▶ _What to produce_: Locate the line that contains "of the blue". Copy it and every following line through the end of the records, exactly, and include nothing else.

▶ _Recorded data_:

--- BEGIN ---

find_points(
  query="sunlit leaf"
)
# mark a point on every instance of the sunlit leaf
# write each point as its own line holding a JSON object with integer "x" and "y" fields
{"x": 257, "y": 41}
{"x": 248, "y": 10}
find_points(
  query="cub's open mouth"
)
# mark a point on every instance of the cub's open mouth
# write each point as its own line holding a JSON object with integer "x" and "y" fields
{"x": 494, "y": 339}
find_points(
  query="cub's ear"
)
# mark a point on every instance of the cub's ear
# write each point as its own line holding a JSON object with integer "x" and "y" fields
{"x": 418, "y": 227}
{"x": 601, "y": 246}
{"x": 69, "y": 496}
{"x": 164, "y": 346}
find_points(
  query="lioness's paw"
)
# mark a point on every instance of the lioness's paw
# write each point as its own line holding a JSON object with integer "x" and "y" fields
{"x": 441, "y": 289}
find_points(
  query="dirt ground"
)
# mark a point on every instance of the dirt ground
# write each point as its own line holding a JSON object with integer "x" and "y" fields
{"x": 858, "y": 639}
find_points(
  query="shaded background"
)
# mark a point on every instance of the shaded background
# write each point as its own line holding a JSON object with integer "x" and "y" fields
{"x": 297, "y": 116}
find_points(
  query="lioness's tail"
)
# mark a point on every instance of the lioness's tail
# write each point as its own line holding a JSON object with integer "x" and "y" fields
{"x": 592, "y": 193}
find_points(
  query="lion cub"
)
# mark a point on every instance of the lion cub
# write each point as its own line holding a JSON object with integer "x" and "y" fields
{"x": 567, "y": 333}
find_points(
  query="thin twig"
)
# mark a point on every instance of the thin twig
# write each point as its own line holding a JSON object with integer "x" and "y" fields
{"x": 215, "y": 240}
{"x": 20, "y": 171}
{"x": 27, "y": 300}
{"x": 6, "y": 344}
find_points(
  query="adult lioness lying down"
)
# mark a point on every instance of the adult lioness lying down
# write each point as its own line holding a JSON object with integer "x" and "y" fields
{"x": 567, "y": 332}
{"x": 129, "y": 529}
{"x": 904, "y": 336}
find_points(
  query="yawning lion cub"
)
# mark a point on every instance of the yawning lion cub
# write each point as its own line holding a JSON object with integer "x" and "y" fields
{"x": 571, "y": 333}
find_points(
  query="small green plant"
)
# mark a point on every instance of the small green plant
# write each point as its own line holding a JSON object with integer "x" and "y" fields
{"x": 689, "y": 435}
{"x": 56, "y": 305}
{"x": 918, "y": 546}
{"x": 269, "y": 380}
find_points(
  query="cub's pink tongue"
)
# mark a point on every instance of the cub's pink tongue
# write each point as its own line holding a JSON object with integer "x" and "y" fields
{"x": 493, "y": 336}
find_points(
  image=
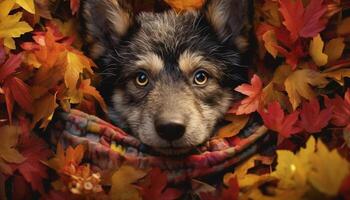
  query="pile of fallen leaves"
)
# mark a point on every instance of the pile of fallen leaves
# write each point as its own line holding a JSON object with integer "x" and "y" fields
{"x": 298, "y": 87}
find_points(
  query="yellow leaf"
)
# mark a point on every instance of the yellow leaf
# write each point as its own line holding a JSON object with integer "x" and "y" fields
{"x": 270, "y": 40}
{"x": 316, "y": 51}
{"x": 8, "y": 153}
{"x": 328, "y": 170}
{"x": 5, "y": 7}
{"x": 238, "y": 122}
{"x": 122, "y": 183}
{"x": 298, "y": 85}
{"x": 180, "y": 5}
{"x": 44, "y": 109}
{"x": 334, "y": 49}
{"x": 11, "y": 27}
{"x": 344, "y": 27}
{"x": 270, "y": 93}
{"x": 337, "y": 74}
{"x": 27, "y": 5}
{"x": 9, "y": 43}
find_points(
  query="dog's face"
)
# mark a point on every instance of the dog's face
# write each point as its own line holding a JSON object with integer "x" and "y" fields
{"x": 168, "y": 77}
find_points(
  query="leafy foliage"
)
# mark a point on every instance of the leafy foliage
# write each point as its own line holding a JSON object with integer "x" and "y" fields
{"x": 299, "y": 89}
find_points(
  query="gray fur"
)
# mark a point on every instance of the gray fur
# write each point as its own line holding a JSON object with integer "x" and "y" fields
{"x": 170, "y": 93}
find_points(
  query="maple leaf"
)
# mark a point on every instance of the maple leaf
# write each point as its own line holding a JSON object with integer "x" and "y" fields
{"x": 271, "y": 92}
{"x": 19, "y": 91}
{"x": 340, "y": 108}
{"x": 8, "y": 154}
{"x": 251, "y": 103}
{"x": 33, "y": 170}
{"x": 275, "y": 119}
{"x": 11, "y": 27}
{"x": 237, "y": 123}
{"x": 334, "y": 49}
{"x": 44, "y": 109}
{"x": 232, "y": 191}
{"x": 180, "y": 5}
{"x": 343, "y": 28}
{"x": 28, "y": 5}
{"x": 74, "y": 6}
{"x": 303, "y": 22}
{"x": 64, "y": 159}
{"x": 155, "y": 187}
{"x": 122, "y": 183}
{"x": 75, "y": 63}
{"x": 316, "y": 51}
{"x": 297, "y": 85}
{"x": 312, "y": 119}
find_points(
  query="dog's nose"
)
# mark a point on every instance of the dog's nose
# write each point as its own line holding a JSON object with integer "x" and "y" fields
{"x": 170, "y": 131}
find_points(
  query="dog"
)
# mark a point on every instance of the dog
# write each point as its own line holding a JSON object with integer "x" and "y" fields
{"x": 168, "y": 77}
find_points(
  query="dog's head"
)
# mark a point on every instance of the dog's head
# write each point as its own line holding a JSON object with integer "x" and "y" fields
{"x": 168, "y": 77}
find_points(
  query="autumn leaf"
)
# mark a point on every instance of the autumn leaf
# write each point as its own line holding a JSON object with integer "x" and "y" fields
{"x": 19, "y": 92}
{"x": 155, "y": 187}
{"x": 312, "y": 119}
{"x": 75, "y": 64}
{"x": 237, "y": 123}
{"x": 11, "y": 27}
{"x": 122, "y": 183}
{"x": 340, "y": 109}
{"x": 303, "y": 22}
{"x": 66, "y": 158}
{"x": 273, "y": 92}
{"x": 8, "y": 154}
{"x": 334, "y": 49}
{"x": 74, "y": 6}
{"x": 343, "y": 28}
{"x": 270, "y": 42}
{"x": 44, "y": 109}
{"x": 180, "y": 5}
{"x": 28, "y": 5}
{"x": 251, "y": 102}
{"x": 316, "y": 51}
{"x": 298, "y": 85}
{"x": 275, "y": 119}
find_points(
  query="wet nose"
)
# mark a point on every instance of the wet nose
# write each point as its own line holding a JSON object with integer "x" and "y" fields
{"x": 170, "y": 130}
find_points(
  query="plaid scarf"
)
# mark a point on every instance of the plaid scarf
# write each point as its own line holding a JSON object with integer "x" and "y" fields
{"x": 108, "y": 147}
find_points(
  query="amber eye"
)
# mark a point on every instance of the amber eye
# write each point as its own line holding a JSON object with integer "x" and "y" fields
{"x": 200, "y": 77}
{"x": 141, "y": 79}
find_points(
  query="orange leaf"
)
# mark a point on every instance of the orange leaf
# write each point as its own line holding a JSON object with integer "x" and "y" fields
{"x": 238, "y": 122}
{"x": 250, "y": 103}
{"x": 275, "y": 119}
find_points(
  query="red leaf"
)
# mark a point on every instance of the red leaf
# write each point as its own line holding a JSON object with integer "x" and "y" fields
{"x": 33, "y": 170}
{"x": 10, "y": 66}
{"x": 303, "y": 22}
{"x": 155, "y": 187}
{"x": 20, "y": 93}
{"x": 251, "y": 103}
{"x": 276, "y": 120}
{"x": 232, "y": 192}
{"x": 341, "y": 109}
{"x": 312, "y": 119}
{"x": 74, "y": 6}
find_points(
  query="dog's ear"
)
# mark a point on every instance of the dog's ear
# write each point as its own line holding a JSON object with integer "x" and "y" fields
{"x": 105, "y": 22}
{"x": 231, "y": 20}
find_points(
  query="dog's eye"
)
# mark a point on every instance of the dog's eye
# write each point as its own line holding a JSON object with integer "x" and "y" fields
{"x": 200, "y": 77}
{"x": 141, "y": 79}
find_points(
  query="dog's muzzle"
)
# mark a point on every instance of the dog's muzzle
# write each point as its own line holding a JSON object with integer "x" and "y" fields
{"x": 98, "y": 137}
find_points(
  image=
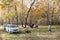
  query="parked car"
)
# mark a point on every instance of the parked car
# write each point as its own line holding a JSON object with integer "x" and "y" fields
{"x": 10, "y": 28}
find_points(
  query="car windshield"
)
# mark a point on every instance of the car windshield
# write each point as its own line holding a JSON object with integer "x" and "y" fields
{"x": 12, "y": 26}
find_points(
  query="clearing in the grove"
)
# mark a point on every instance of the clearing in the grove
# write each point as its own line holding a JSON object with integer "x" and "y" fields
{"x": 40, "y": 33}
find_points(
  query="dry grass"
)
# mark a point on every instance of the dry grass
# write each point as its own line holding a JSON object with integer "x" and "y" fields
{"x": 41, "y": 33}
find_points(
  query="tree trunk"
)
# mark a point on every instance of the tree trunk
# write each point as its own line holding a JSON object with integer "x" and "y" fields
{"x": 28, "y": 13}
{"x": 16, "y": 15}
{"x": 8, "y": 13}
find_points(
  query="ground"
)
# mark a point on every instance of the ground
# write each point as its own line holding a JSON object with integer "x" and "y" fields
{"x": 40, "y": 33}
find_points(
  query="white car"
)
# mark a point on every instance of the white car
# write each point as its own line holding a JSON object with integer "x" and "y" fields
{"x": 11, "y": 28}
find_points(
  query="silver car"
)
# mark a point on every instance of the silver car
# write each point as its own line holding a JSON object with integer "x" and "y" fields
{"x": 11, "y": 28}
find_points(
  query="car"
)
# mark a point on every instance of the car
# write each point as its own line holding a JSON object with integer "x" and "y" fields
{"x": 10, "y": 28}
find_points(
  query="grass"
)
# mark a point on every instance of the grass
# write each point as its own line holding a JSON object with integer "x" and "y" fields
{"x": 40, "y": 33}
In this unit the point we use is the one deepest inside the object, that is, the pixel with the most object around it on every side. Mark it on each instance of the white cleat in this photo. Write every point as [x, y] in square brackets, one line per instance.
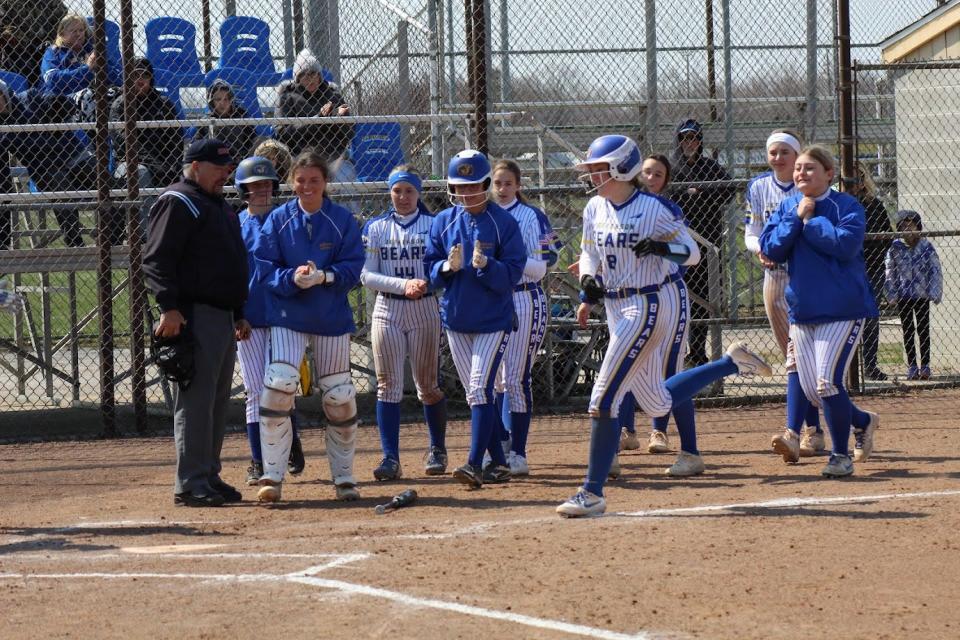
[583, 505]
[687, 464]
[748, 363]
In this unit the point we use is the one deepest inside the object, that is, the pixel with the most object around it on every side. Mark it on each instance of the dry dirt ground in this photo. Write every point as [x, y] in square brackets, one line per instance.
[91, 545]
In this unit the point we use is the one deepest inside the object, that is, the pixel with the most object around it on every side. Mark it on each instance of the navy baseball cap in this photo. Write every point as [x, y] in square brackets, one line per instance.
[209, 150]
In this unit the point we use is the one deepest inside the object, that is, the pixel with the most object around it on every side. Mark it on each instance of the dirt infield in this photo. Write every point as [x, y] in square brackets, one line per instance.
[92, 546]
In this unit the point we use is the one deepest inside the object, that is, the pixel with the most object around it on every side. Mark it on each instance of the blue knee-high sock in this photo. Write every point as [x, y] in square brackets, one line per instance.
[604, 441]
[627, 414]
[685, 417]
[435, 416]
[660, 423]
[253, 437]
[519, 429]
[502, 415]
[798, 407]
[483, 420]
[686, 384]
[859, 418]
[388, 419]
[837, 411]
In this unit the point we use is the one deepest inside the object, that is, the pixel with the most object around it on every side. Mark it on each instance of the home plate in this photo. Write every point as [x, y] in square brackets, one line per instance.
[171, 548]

--- END ---

▶ _Solution to this problem_:
In this unit the point we use is the one deepest inside the object, that is, the pixel with the most object around it on every side. Mark it on each instance of the blue knee-high sock in this photo. Write every point as [x, y] in square brackets, one line per instance.
[604, 441]
[627, 414]
[685, 417]
[435, 416]
[660, 423]
[253, 437]
[519, 429]
[502, 415]
[798, 407]
[483, 420]
[686, 384]
[859, 418]
[388, 419]
[837, 411]
In this unit the point we use is the one deepest inside the object, that is, the pixel with the most object around it on every side. Mark it on each instance of the home plate in this photo. Write every point as [x, y] in square brackets, one line per instance.
[171, 548]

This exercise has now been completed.